CONSIGNE ÉCRITE: Renvoie toutes les lignes qui contiennent le mot "bulldozer". Majuscules et minuscules comptent.

━━━━━ DONNÉES DE L'EXERCICE

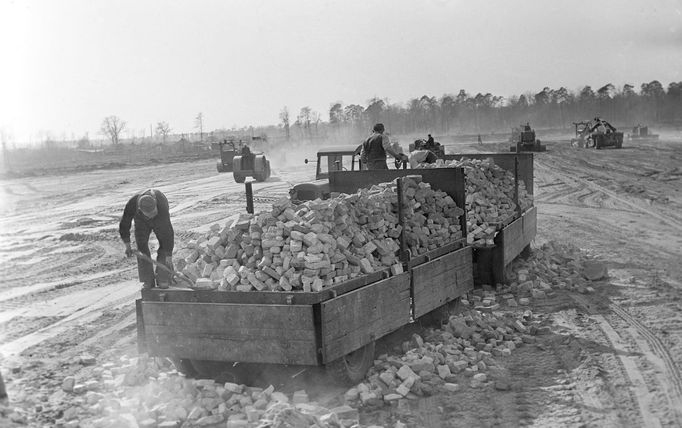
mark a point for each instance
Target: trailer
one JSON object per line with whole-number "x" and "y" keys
{"x": 490, "y": 263}
{"x": 336, "y": 327}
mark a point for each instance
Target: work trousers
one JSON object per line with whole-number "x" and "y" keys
{"x": 162, "y": 228}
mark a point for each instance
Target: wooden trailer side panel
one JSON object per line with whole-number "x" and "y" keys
{"x": 354, "y": 319}
{"x": 441, "y": 280}
{"x": 278, "y": 334}
{"x": 518, "y": 235}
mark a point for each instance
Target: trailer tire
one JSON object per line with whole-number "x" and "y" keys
{"x": 208, "y": 369}
{"x": 352, "y": 367}
{"x": 184, "y": 366}
{"x": 436, "y": 318}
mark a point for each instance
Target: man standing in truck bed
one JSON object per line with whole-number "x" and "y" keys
{"x": 376, "y": 146}
{"x": 150, "y": 211}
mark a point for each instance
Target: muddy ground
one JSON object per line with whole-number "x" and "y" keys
{"x": 609, "y": 358}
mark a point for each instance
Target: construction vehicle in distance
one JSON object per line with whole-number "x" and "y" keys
{"x": 340, "y": 158}
{"x": 641, "y": 133}
{"x": 437, "y": 148}
{"x": 231, "y": 147}
{"x": 249, "y": 164}
{"x": 523, "y": 140}
{"x": 228, "y": 150}
{"x": 596, "y": 133}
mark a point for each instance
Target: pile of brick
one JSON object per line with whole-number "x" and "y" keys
{"x": 431, "y": 216}
{"x": 489, "y": 197}
{"x": 554, "y": 266}
{"x": 316, "y": 244}
{"x": 462, "y": 351}
{"x": 148, "y": 393}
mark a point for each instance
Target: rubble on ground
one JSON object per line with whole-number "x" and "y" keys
{"x": 459, "y": 353}
{"x": 555, "y": 266}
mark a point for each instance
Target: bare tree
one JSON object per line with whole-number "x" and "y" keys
{"x": 284, "y": 117}
{"x": 199, "y": 123}
{"x": 163, "y": 129}
{"x": 112, "y": 126}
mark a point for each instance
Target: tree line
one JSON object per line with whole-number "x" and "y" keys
{"x": 467, "y": 113}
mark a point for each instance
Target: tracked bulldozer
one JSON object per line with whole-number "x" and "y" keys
{"x": 249, "y": 164}
{"x": 523, "y": 140}
{"x": 596, "y": 133}
{"x": 641, "y": 133}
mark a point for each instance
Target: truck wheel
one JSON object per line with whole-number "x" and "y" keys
{"x": 208, "y": 369}
{"x": 352, "y": 368}
{"x": 184, "y": 366}
{"x": 436, "y": 317}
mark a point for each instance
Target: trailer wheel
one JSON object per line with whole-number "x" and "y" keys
{"x": 184, "y": 366}
{"x": 352, "y": 368}
{"x": 436, "y": 317}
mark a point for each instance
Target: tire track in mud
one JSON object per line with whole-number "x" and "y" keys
{"x": 581, "y": 183}
{"x": 672, "y": 374}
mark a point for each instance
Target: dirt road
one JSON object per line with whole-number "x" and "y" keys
{"x": 609, "y": 358}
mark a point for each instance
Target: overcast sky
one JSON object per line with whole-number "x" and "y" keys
{"x": 68, "y": 64}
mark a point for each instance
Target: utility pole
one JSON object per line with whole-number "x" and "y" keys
{"x": 5, "y": 156}
{"x": 200, "y": 125}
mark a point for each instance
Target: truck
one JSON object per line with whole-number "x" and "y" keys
{"x": 523, "y": 140}
{"x": 337, "y": 327}
{"x": 338, "y": 158}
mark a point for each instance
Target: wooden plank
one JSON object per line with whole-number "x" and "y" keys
{"x": 282, "y": 334}
{"x": 219, "y": 348}
{"x": 512, "y": 241}
{"x": 530, "y": 224}
{"x": 441, "y": 280}
{"x": 210, "y": 317}
{"x": 438, "y": 252}
{"x": 357, "y": 318}
{"x": 259, "y": 297}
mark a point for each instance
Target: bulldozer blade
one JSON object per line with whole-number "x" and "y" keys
{"x": 163, "y": 267}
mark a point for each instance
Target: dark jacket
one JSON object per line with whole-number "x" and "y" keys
{"x": 374, "y": 148}
{"x": 130, "y": 212}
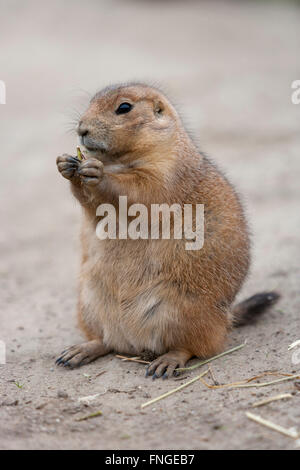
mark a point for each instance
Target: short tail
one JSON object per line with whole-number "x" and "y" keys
{"x": 246, "y": 312}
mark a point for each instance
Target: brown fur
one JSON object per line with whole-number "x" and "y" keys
{"x": 138, "y": 295}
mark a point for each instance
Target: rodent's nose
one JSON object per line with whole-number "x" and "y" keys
{"x": 82, "y": 130}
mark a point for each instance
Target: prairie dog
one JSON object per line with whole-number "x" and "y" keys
{"x": 154, "y": 295}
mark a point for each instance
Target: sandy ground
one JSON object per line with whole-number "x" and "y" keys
{"x": 229, "y": 67}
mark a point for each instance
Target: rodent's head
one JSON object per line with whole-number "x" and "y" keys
{"x": 132, "y": 119}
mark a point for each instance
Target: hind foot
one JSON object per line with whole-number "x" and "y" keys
{"x": 164, "y": 366}
{"x": 82, "y": 354}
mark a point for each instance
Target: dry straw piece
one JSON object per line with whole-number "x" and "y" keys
{"x": 165, "y": 395}
{"x": 293, "y": 433}
{"x": 271, "y": 399}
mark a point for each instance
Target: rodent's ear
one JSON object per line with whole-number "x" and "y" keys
{"x": 158, "y": 107}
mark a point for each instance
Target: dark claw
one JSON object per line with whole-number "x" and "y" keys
{"x": 73, "y": 160}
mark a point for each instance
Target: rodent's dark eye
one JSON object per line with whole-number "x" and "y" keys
{"x": 124, "y": 108}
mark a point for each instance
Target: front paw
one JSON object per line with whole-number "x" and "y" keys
{"x": 91, "y": 171}
{"x": 67, "y": 166}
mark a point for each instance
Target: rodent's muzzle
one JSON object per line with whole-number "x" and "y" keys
{"x": 88, "y": 141}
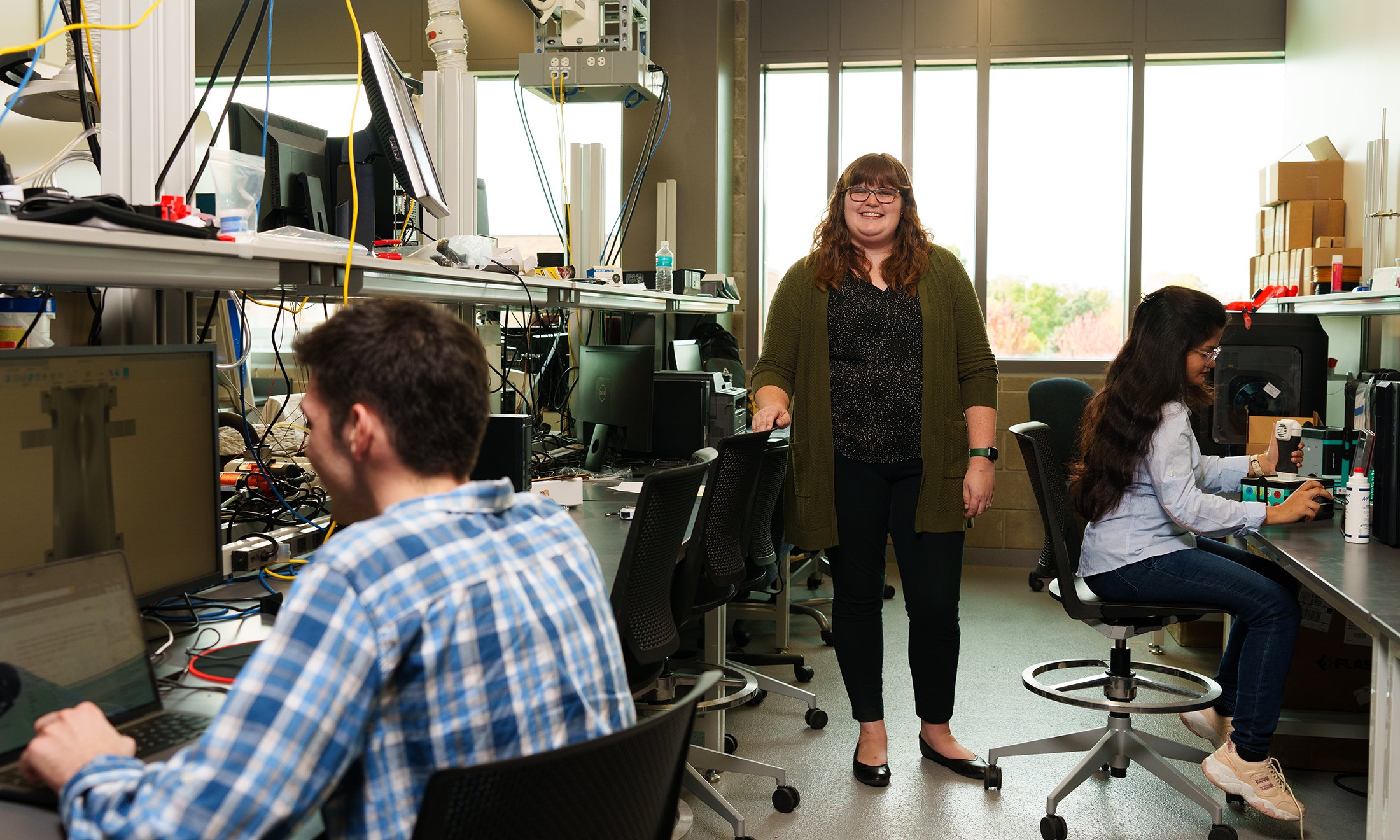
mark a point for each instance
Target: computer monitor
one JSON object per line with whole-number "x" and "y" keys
{"x": 688, "y": 354}
{"x": 613, "y": 393}
{"x": 297, "y": 184}
{"x": 396, "y": 125}
{"x": 113, "y": 449}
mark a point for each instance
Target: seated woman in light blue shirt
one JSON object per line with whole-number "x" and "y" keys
{"x": 1149, "y": 496}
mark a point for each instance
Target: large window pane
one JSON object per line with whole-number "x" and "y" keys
{"x": 1058, "y": 211}
{"x": 1208, "y": 127}
{"x": 794, "y": 188}
{"x": 872, "y": 100}
{"x": 946, "y": 156}
{"x": 515, "y": 204}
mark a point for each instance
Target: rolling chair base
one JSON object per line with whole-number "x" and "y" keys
{"x": 1114, "y": 745}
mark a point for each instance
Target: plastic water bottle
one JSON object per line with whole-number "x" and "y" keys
{"x": 1357, "y": 524}
{"x": 666, "y": 267}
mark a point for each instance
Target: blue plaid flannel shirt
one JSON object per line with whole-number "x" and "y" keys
{"x": 451, "y": 631}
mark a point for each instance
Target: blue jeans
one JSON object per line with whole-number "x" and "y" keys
{"x": 1264, "y": 604}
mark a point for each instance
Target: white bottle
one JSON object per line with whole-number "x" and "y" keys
{"x": 1357, "y": 524}
{"x": 666, "y": 267}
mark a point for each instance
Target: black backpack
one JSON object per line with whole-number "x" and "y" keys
{"x": 718, "y": 351}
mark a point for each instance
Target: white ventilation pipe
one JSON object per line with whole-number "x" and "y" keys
{"x": 447, "y": 34}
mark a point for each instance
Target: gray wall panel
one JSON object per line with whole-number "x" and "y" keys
{"x": 871, "y": 24}
{"x": 793, "y": 25}
{"x": 1017, "y": 23}
{"x": 1212, "y": 20}
{"x": 946, "y": 24}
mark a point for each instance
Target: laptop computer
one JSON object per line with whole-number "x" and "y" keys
{"x": 71, "y": 632}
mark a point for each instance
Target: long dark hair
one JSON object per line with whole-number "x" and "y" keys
{"x": 834, "y": 254}
{"x": 1149, "y": 373}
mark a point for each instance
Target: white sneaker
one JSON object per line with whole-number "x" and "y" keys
{"x": 1208, "y": 724}
{"x": 1261, "y": 783}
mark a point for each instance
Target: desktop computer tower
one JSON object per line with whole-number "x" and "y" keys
{"x": 506, "y": 450}
{"x": 1385, "y": 498}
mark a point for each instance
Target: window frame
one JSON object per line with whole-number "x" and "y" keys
{"x": 983, "y": 55}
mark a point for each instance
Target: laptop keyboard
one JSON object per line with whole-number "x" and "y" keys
{"x": 157, "y": 734}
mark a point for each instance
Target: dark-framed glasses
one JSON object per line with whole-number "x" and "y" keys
{"x": 862, "y": 193}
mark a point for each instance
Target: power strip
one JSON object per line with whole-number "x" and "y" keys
{"x": 253, "y": 554}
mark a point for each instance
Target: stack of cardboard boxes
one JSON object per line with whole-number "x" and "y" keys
{"x": 1301, "y": 228}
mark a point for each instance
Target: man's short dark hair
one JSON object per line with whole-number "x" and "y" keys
{"x": 421, "y": 368}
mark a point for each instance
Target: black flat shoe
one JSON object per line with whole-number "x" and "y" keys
{"x": 974, "y": 767}
{"x": 871, "y": 774}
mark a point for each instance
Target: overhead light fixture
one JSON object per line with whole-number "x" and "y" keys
{"x": 52, "y": 99}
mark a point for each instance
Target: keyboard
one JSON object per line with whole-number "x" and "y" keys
{"x": 164, "y": 731}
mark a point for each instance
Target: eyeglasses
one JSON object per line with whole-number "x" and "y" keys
{"x": 883, "y": 195}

━━━━━━━━━━

RÉSULTAT DE L'EXERCICE:
Target: tracked bulldozer
Target: bulldozer blade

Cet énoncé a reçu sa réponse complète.